● **PROMPT 1**
Rewrite the records from the line containing "If you could point to the dark" down to the last line of the records, replacing "photograph" with "image" and changing nothing else. Give only those lines.

● **EXCERPTED PASSAGE**
━━━━━━━━━━

RFR: 8297963: Partially fix string expansion issues in the autoconf UTIL macros [v3]
Magnus Ihse Bursie
ihse at openjdk.org
Fri Dec 2 14:37:21 UTC 2022
On Fri, 2 Dec 2022 14:01:42 GMT, Julian Waters <jwaters at openjdk.org> wrote:
>> make/autoconf/util.m4 line 71:
>>
>>> 69: # that you need to dive into it to fix anything
>>> 70: # ~Julian
>>> 71: m4_foreach([arg], m4_dquote(m4_dquote_elt($3)), [
>>
>> I actually had to check up what `m4_dquote` does. It is ["meant for hard-core M4 programmers."](https://www.gnu.org/software/autoconf/manual/autoconf-2.60/html_node/Evaluation-Macros.html). No sh*t...
>>
>> I think your changes are okay, but it's hard to say. I can't read this kind of m4 incantations fluently. I assume you have tested this thoroughly?
>>
>> My only worry here is that you seem to be adding many layers of quoting (two cases of nested `m4_dquote`, each of which adds "double" quoting) -- will m4 really be able to properly "dequote" this, so there won't be some superfluous `[ ... ]` suddenly, where there shouldn't be?

━━━━━━━━━━

● **PROMPT 2**
Copy out the whole review message about the autoconf UTIL macros word for word.

━━━━━━━━━━

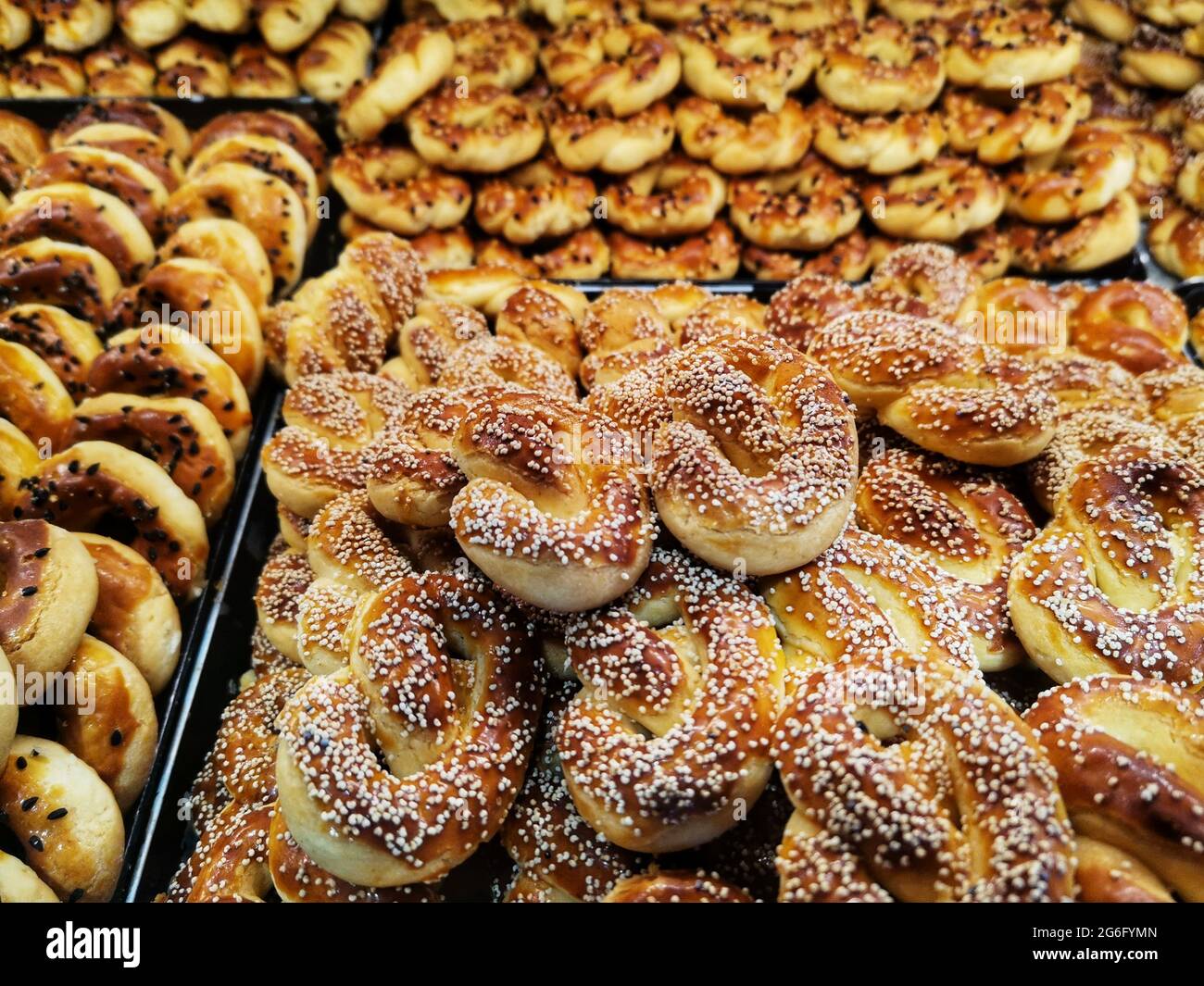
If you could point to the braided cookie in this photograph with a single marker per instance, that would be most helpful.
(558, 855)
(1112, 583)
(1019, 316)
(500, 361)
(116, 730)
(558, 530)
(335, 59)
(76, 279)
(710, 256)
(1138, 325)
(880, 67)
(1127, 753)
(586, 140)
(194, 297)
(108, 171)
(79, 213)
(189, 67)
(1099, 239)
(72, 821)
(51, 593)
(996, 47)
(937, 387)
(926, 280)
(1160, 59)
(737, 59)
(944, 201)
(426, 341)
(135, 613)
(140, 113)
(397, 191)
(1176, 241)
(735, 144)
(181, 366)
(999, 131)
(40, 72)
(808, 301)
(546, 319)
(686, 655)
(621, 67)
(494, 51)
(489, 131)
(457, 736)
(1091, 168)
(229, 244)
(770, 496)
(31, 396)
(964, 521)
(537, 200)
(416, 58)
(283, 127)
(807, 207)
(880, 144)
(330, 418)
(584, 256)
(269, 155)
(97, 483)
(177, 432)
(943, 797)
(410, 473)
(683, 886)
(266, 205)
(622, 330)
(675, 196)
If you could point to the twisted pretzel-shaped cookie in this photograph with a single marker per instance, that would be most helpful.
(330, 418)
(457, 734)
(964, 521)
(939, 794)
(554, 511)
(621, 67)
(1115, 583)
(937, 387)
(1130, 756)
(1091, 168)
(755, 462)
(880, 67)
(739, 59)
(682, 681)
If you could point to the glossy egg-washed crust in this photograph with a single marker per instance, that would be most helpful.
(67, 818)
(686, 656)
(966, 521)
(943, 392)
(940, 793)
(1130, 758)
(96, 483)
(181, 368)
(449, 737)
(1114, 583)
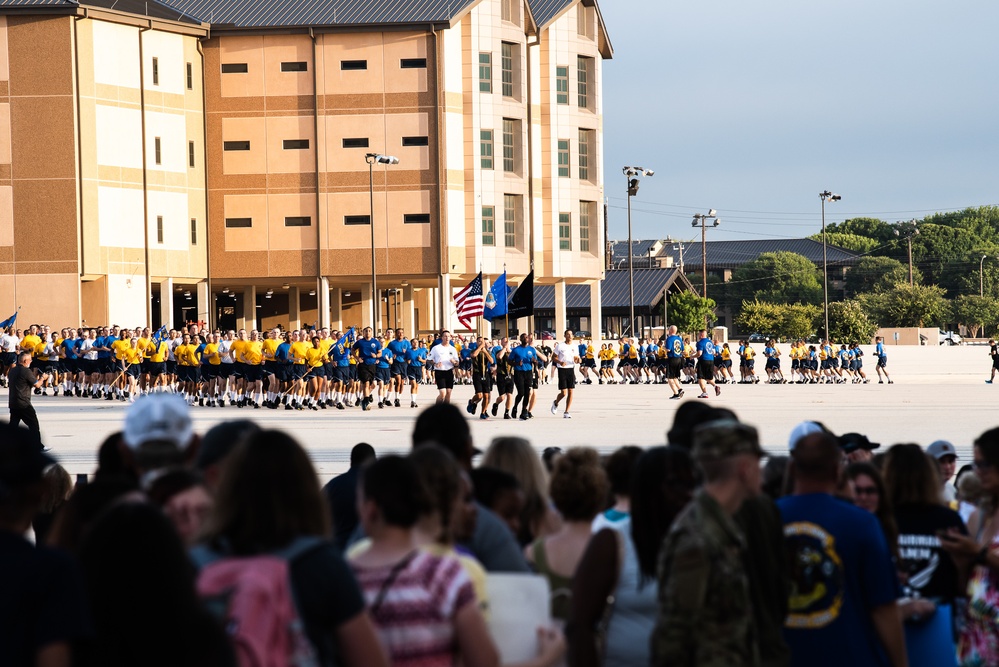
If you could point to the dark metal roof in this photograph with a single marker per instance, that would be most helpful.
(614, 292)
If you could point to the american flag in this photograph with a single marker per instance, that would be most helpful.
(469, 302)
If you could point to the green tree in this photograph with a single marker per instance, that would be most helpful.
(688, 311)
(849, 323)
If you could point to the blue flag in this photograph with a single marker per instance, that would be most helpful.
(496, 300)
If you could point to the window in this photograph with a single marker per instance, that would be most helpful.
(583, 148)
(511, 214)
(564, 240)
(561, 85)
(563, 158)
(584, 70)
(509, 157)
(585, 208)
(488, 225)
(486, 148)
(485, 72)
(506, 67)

━━━━━━━━━━

● **EXERCISE RESPONSE 1**
If you could point to the dark metal roof in this image with a single marker per instance, that would be most helpful.
(614, 292)
If you could point to the american flag in this image with a single marker per instance, that would be most helpful.
(469, 302)
If you could point to the green tree in this image with a single marker per instance, that would be most helpful.
(688, 311)
(849, 323)
If you could point to the blue flag in this image with a single marker per instance, that would be most helpful.
(496, 300)
If you could point to the window in this image with a single marker per instance, that would be most helpful.
(583, 148)
(511, 214)
(564, 240)
(561, 85)
(563, 158)
(584, 70)
(509, 157)
(585, 208)
(488, 225)
(486, 148)
(485, 72)
(506, 67)

● **EXERCISE RESPONSE 2**
RFR: 8297963: Partially fix string expansion issues in the autoconf UTIL macros [v3]
Magnus Ihse Bursie
ihse at openjdk.org
Fri Dec 2 14:37:21 UTC 2022
On Fri, 2 Dec 2022 14:01:42 GMT, Julian Waters <jwaters at openjdk.org> wrote:
>> make/autoconf/util.m4 line 71:
>>
>>> 69: # that you need to dive into it to fix anything
>>> 70: # ~Julian
>>> 71: m4_foreach([arg], m4_dquote(m4_dquote_elt($3)), [
>>
>> I actually had to check up what `m4_dquote` does. It is ["meant for hard-core M4 programmers."](https://www.gnu.org/software/autoconf/manual/autoconf-2.60/html_node/Evaluation-Macros.html). No sh*t...
>>
>> I think your changes are okay, but it's hard to say. I can't read this kind of m4 incantations fluently. I assume you have tested this thoroughly?
>>
>> My only worry here is that you seem to be adding many layers of quoting (two cases of nested `m4_dquote`, each of which adds "double" quoting) -- will m4 really be able to properly "dequote" this, so there won't be some superfluous `[ ... ]` suddenly, where there shouldn't be?